[Excerpt from a dataset]
* Begin *
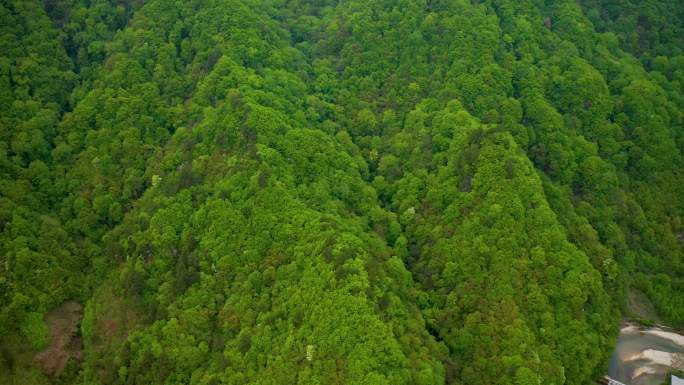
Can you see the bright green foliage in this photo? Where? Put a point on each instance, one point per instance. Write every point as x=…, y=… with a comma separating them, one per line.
x=328, y=192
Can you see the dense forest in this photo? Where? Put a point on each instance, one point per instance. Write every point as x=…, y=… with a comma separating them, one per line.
x=335, y=191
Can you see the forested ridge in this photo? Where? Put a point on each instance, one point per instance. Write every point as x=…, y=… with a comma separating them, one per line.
x=328, y=192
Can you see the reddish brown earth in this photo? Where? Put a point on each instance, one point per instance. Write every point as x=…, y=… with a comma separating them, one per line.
x=63, y=323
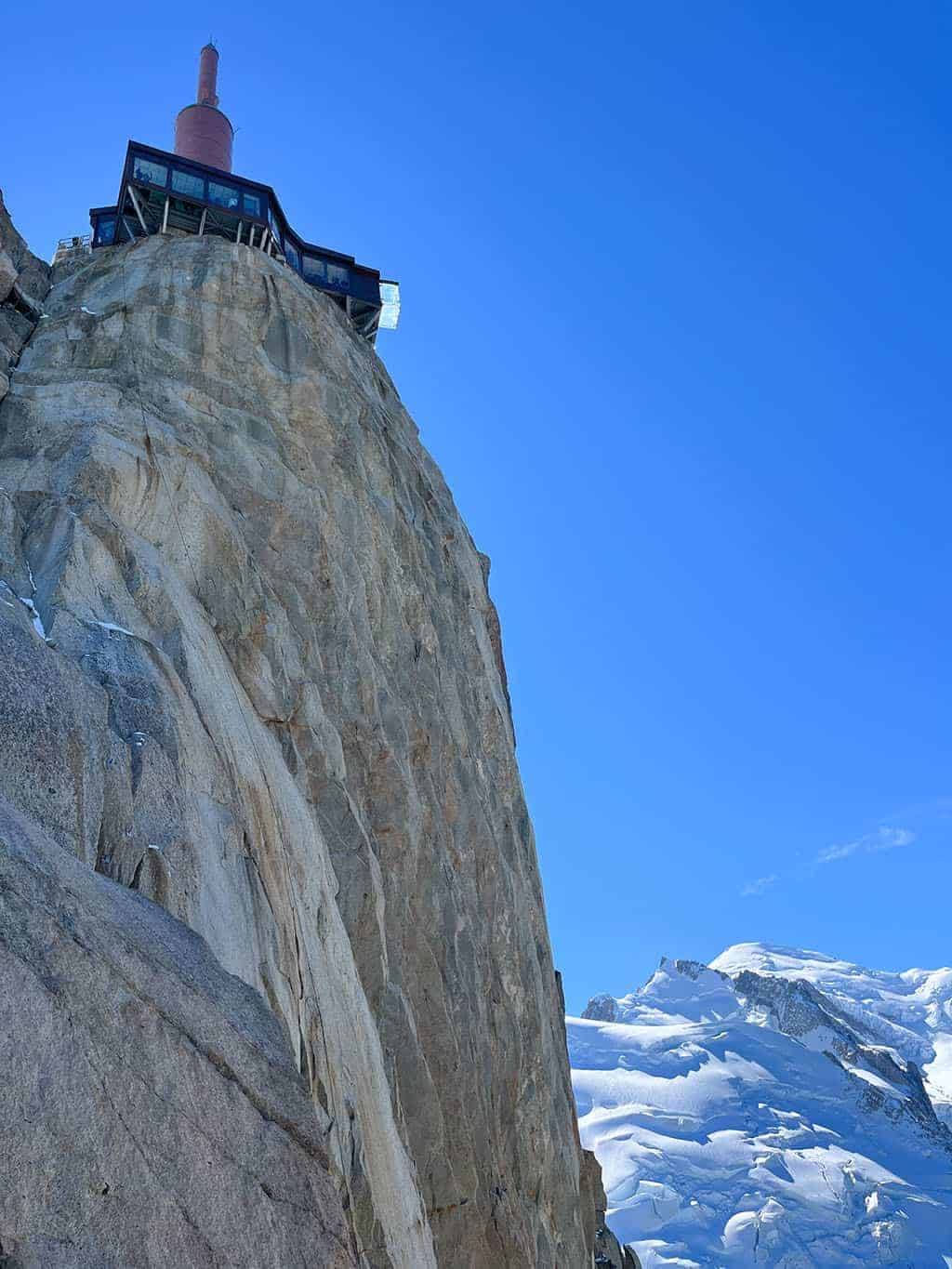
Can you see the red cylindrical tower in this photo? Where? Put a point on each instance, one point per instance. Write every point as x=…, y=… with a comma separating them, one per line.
x=202, y=132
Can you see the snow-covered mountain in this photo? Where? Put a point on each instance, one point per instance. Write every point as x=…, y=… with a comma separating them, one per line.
x=778, y=1108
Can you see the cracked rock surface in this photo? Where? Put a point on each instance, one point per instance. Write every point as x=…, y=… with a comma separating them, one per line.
x=259, y=681
x=157, y=1117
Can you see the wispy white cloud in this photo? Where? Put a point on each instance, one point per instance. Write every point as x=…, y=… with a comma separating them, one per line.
x=760, y=885
x=885, y=838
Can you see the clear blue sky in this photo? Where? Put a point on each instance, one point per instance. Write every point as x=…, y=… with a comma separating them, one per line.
x=677, y=327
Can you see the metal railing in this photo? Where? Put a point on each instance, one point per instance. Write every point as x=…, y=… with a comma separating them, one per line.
x=80, y=244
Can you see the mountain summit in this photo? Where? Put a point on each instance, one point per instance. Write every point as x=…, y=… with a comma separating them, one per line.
x=777, y=1108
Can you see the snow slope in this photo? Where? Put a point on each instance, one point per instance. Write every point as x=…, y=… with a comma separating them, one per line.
x=770, y=1111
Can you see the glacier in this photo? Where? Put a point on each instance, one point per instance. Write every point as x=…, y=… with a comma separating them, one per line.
x=777, y=1108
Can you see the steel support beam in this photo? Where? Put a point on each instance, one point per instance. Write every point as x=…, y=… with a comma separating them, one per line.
x=139, y=209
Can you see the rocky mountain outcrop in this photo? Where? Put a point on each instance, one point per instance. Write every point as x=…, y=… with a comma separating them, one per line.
x=23, y=282
x=152, y=1113
x=257, y=679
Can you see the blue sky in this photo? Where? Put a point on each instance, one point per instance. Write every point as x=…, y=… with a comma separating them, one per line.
x=677, y=327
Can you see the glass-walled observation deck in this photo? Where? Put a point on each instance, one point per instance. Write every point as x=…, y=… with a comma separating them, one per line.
x=162, y=192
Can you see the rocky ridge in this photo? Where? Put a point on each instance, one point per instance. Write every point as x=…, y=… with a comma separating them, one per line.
x=760, y=1112
x=256, y=679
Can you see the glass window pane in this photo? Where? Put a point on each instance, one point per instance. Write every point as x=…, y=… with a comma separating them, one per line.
x=292, y=256
x=106, y=230
x=222, y=195
x=337, y=277
x=187, y=183
x=152, y=173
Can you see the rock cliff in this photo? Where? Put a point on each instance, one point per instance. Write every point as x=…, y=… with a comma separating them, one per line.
x=256, y=678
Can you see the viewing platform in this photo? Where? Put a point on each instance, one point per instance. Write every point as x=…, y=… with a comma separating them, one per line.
x=163, y=191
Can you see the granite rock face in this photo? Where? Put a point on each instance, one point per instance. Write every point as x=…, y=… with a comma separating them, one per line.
x=260, y=683
x=157, y=1116
x=23, y=282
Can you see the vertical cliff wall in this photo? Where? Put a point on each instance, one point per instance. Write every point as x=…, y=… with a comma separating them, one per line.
x=260, y=683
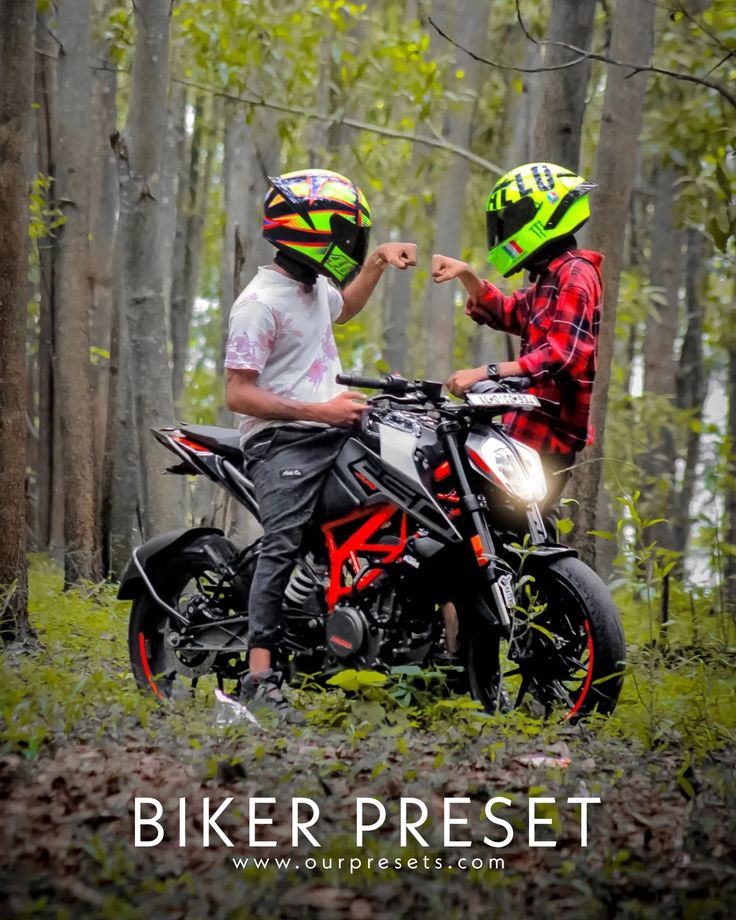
* End *
▶ _Task description_
Please write out the material again, starting at its beginning and going on through the line with "x=157, y=1117", keeping every line but leaving out the pictures. Shift each x and y coordinate in the answers by adding 130 to it.

▶ _Exercise result_
Can you see the bright green foliage in this photo? Where? Put a point on each instance, one point per instance. Write every point as x=…, y=… with a comma separating them, one per line.
x=458, y=322
Can you see the dense forest in this photo? Where? Put a point on each instance, one point per instance. Write every point as x=…, y=… with a comma separating them, one per line.
x=465, y=321
Can you see the forested ridge in this photo? Where? Put a point on each instance, one point per instance. Write every point as x=…, y=… with a comma separating them, one per line.
x=458, y=322
Can you see the reddish brown earth in this photo? Where? Put a point on each instance, one point per instance. Write every point as x=…, y=… with a comma separating them, one per line.
x=193, y=453
Can you see the red cylindrical tower in this photo? Where? Put a point on each instance, one point per instance. Write every point as x=…, y=… with a comma separating them, one per line.
x=332, y=262
Can you see the snow-covered mountain in this photo? Where? Put a point on each instance, one point per instance. Write every point as x=…, y=… with a comma separating them, one per line.
x=908, y=1238
Can you see the cracked rock surface in this photo? Where? Put a point on each instance, one point per instance. Write every point as x=…, y=… with a comma separating them, one per line.
x=389, y=811
x=287, y=1247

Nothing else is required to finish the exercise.